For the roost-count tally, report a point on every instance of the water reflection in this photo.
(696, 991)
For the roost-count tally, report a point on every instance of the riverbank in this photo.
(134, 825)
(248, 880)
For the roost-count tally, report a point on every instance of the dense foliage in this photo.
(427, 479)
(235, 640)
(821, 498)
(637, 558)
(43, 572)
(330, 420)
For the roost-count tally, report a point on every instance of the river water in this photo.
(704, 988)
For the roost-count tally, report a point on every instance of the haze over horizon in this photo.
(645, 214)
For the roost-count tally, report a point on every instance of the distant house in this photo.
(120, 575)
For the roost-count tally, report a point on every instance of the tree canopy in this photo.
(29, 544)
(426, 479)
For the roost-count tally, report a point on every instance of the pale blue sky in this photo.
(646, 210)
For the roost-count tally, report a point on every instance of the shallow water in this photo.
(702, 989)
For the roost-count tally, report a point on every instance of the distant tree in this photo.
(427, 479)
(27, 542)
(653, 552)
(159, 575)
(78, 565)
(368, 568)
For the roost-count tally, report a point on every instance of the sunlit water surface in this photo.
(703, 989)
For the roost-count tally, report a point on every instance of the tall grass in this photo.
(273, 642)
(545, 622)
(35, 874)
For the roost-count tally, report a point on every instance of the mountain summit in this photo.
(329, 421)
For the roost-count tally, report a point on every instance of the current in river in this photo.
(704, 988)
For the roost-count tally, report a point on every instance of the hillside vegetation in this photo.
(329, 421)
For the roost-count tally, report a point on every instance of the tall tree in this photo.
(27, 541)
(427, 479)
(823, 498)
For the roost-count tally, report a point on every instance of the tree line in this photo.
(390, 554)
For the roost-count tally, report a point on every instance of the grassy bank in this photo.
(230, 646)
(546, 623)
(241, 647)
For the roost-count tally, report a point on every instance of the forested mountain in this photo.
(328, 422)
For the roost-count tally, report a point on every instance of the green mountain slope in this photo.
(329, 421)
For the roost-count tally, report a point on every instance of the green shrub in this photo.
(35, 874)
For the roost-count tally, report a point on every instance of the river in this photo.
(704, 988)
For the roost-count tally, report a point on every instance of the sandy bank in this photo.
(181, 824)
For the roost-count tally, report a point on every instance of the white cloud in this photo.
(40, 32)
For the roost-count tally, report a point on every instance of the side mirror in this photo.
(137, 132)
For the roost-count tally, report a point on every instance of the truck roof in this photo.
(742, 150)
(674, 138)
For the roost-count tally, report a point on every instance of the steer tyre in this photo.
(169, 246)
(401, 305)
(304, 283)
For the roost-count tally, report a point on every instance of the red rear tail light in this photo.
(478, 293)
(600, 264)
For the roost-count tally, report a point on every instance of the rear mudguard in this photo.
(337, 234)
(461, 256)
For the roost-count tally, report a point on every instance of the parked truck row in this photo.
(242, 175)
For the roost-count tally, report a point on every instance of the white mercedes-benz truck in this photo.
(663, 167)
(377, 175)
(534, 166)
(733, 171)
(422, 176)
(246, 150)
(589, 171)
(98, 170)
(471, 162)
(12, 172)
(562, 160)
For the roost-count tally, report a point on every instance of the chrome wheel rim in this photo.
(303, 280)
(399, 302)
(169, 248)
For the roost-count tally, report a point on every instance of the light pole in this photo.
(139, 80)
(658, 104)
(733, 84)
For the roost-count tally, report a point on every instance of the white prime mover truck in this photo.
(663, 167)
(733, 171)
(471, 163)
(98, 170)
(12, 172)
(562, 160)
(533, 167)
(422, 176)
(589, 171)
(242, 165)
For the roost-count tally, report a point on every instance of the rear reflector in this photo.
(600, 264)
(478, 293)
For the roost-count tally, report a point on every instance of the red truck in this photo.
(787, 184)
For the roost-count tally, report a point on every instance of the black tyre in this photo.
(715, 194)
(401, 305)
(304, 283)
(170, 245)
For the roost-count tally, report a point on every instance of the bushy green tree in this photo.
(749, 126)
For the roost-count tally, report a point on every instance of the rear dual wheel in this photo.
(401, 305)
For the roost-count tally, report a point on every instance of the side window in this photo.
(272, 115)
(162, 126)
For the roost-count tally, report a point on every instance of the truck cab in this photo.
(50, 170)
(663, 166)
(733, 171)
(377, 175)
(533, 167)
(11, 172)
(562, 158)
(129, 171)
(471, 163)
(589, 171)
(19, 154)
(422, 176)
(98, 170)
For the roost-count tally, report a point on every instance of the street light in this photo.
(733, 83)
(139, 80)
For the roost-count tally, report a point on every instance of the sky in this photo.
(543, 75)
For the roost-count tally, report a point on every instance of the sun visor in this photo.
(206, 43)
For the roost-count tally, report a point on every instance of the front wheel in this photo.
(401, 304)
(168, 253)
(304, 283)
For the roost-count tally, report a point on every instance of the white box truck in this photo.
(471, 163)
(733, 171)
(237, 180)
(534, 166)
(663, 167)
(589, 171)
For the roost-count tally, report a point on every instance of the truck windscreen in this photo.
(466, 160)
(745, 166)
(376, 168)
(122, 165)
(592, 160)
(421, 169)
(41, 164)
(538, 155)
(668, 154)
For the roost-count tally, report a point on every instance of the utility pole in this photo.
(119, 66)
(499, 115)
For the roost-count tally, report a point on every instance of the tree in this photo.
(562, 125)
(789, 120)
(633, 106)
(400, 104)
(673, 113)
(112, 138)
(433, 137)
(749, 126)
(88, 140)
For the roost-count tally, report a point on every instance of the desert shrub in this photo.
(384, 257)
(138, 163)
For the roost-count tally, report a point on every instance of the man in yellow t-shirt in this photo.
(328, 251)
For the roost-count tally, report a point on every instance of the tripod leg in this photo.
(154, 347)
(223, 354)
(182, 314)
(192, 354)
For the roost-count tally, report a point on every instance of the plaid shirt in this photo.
◆ ◆ ◆ ◆
Problem statement
All of the lines above must be returned exactly.

Written solution
For the roost-count tally, report a point on every instance of the water reflection in this photo.
(696, 991)
For the roost-count tally, report a point on every instance of the riverbank in this photo.
(134, 825)
(248, 880)
For the roost-count tally, report a point on every instance of the dense foliage in this photo.
(427, 479)
(235, 640)
(821, 498)
(637, 558)
(43, 572)
(330, 420)
For the roost-count tally, report a point on every instance of the river water in this photo.
(704, 988)
For the roost-count tally, report a point on every instance of the haze over horizon in this photo.
(645, 214)
For the roost-count tally, report a point on every instance of the distant house in this photo.
(120, 575)
For the roost-count tally, report a point on every instance of the tree canopy in this photo.
(29, 544)
(426, 479)
For the roost-count tally, report a point on every instance of the pale blue sky in this photo.
(646, 210)
For the roost-count tally, report a point on every instance of the shallow water in this photo.
(702, 989)
For the roost-count tally, report a point on every instance of the distant tree in this photo.
(427, 479)
(27, 542)
(653, 552)
(159, 575)
(78, 565)
(368, 568)
For the roost-count tally, report a point on every instance of the sunlit water surface in this photo.
(703, 989)
For the roost-count tally, report a point on every instance of the tall grass in this photo.
(273, 642)
(545, 622)
(35, 874)
For the roost-count tally, report a point on every instance of the mountain summit in this photo.
(329, 421)
For the roost-count tally, report a point on every instance of the current in river in this photo.
(704, 988)
For the roost-count tally, report a point on every instance of the hillside vegetation in this photo.
(329, 421)
For the roost-count tally, report a point on every instance of the tall tree in this photo.
(27, 541)
(427, 479)
(823, 498)
For the roost-count tally, report a point on every instance of the tree line in this photo.
(390, 554)
For the roost-count tally, report a point on every instance of the grassy bank in this photo.
(230, 646)
(546, 623)
(241, 647)
For the roost-count tally, report a point on every instance of the forested mountain in this photo.
(328, 422)
For the roost-count tally, report a point on every instance of the green mountain slope in this photo.
(329, 421)
For the roost-count tally, report a point on every instance of the green shrub in this photo.
(35, 874)
For the roost-count tally, report a point on every instance of the river in this photo.
(704, 988)
For the roost-count tally, report a point on every instance of the sandy bank in this photo.
(181, 824)
For the roost-count tally, report a point on every instance of the white cloud in this photo.
(40, 32)
For the roost-count tally, report a point on every instance of the side mirror in this photo.
(137, 132)
For the roost-count tally, report a point on every instance of the truck roof in this photo.
(742, 150)
(674, 138)
For the roost-count tally, report a point on every instance of the steer tyre in this photo.
(169, 246)
(401, 305)
(304, 283)
For the roost-count tally, report a point on every instance of the red rear tail light in this photo.
(478, 293)
(600, 264)
For the roost-count tally, report a point on every instance of the rear mudguard in this photo.
(337, 234)
(461, 256)
For the roost-count tally, report a point on every instance of the parked truck row in this photo.
(242, 175)
For the roost-count tally, report a point on every instance of the white mercedes-benz truck in this photo.
(663, 167)
(377, 175)
(534, 166)
(733, 171)
(422, 176)
(246, 150)
(589, 171)
(98, 170)
(471, 162)
(12, 172)
(562, 160)
For the roost-count tally, report a point on every instance of the chrome wheel rim in this photo.
(303, 280)
(399, 302)
(169, 248)
For the roost-count tally, report a point on every instance of the light pole in this photo.
(139, 80)
(658, 104)
(733, 84)
For the roost-count tally, report a point on every instance of the white prime mover truck in this photo.
(663, 167)
(733, 171)
(471, 163)
(98, 170)
(12, 172)
(562, 160)
(533, 167)
(422, 176)
(589, 171)
(242, 165)
For the roost-count tally, report a point on every instance of the rear reflector in this photo.
(600, 264)
(478, 293)
For the roost-count tally, report a point on every instance of the red truck in this photo.
(787, 184)
For the roost-count tally, report a point on every instance of the black tyre in this photo.
(715, 194)
(401, 305)
(304, 283)
(170, 245)
For the roost-count tally, report a point on every instance of the bushy green tree in this photo.
(749, 126)
For the roost-count tally, report a point on every instance of the rear dual wheel in this photo.
(401, 305)
For the roost-count tally, report a point on every instance of the side window in this photo.
(272, 115)
(162, 126)
For the roost-count tally, report a point on every instance of the truck cab in this photo.
(50, 170)
(663, 166)
(733, 171)
(377, 175)
(533, 167)
(11, 172)
(562, 158)
(129, 171)
(471, 163)
(589, 171)
(19, 154)
(422, 176)
(98, 170)
For the roost-count tally, report a point on every instance of the street light in this photo.
(733, 83)
(139, 80)
For the roost-count tally, report a point on every instance of the sky in this photo.
(543, 75)
For the roost-count tally, report a point on every instance of the sun visor in this photo.
(206, 43)
For the roost-count tally, report a point on every instance of the front wheel in this photo.
(401, 304)
(168, 253)
(304, 283)
For the roost-count tally, report a point on every instance of the white box truck in this photo.
(471, 163)
(733, 171)
(237, 180)
(534, 166)
(663, 167)
(589, 171)
For the roost-count tally, report a point on every instance of the truck windscreen in this photo.
(466, 160)
(745, 166)
(376, 168)
(122, 165)
(592, 160)
(421, 169)
(41, 164)
(538, 155)
(668, 154)
For the roost-count tally, report a point on every instance of the utility pole in this photo.
(119, 66)
(499, 115)
For the roost-count tally, report a point on every instance of the tree in this photo.
(562, 125)
(789, 120)
(633, 106)
(400, 104)
(673, 113)
(112, 138)
(433, 137)
(749, 126)
(88, 140)
For the roost-count tally, report a point on every instance of the desert shrub in this photo.
(384, 257)
(138, 163)
For the roost-count tally, report a point on every instance of the man in yellow t-shirt in this photo.
(328, 251)
For the roost-count tally, report a point on every instance of the tripod leg in this photo.
(154, 347)
(223, 354)
(182, 314)
(192, 354)
For the roost-count tally, report a point on every instance of the plaid shirt in this photo.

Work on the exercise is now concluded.